■ **Task statement**
Reproduce every line of the records below without any changes.

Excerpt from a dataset
□ □ □

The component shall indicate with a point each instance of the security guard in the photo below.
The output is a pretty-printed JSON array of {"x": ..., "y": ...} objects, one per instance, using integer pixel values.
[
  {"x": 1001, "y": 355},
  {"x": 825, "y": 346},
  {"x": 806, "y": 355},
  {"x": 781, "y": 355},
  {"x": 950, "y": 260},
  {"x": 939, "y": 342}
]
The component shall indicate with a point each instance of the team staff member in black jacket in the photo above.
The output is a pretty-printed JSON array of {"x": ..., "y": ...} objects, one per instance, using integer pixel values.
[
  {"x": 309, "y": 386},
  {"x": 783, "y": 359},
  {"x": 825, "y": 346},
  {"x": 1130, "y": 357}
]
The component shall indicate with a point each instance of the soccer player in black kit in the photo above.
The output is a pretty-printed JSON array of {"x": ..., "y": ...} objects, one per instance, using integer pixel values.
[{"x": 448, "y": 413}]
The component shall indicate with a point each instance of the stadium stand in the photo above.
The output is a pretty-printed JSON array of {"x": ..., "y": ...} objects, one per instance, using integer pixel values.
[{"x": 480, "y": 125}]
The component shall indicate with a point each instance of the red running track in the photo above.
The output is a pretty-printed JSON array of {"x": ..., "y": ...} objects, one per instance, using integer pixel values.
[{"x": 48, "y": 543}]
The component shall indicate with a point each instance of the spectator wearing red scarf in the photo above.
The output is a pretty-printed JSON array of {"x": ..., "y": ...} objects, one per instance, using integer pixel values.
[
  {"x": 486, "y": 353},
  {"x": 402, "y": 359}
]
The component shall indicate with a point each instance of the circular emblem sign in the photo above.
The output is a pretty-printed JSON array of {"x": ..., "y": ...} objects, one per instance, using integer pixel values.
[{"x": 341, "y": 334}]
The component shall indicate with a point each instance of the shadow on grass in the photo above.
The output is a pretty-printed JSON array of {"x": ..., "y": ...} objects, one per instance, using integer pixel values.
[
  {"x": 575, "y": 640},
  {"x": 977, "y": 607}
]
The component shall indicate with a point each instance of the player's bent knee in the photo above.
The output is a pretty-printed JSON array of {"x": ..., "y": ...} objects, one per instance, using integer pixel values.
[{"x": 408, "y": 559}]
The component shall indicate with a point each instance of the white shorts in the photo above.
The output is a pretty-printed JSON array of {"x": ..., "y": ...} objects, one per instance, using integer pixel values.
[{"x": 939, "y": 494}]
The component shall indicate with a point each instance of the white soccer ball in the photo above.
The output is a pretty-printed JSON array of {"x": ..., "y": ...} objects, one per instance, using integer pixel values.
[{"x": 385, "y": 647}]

□ □ □

■ **Completed exercise**
The component shall indicate with a point each instance of the security guard in the photo below.
The output is a pretty-printed JSON array of {"x": ..., "y": ...} objects, one per instance, using integer pixel values.
[
  {"x": 1001, "y": 355},
  {"x": 825, "y": 346},
  {"x": 806, "y": 355},
  {"x": 781, "y": 355},
  {"x": 950, "y": 260},
  {"x": 939, "y": 342}
]
The component shall indicate with a point each instance of the team staff member in black jacket in the photo above.
The output is a pretty-printed JSON array of {"x": ..., "y": ...} objects, one per instance, using integer pixel values.
[
  {"x": 309, "y": 386},
  {"x": 783, "y": 359},
  {"x": 825, "y": 346},
  {"x": 1130, "y": 357}
]
The component shall indicate with a point each instance of the soccer player in black kit in the photo above.
The output is a pretty-printed JSON array of {"x": ..., "y": ...} objects, one per instance, using integer pixel values.
[{"x": 448, "y": 413}]
The component shall indicate with a point each instance of the stadium stand in the photo above.
The output is a pretty-printed JSON array of {"x": ..., "y": ...} objects, one per instance, using integer pixel values.
[{"x": 480, "y": 125}]
The component shall indicate with a point each instance of the red running track in the photo above.
The output is a pretty-printed JSON array of {"x": ..., "y": ...} objects, one per instance, using integer pixel values.
[{"x": 48, "y": 543}]
The component shall indicate with a point each instance of the spectator wearing red scarf in the photo above.
The output is a pretty-printed JSON array of {"x": ..., "y": ...} objects, one per instance, using integer pixel values.
[
  {"x": 486, "y": 353},
  {"x": 402, "y": 359}
]
The component shall indicate with a point each instance of the circular emblem sign in the photo above.
The output is a pretty-printed JSON array of {"x": ..., "y": ...} objects, one per instance, using integer pixel values.
[{"x": 341, "y": 334}]
The component shall indicate with a point each instance of the shadow on grass in the photo above.
The output is a pretty-printed JSON array of {"x": ..., "y": ...} objects, one per instance, using integer pixel values.
[
  {"x": 575, "y": 640},
  {"x": 977, "y": 607}
]
The component shall indicate with a point each instance of the player's bent knee in the photo above.
The output is a pretty-printed JSON array of {"x": ..., "y": ...} objects, one per instance, using integer pixel values.
[{"x": 408, "y": 559}]
The component shall indicate with a point each instance of the white shorts in the photo above.
The output is a pretty-printed JSON array of {"x": ..., "y": ...} objects, one per instance, using integer pixel values.
[{"x": 939, "y": 494}]
The component shall indicate with a point each instance of the white soccer ball in the photo above.
The output is a pretty-printed JSON array of {"x": ..., "y": ...} objects, one per instance, using integer pixel values.
[{"x": 385, "y": 647}]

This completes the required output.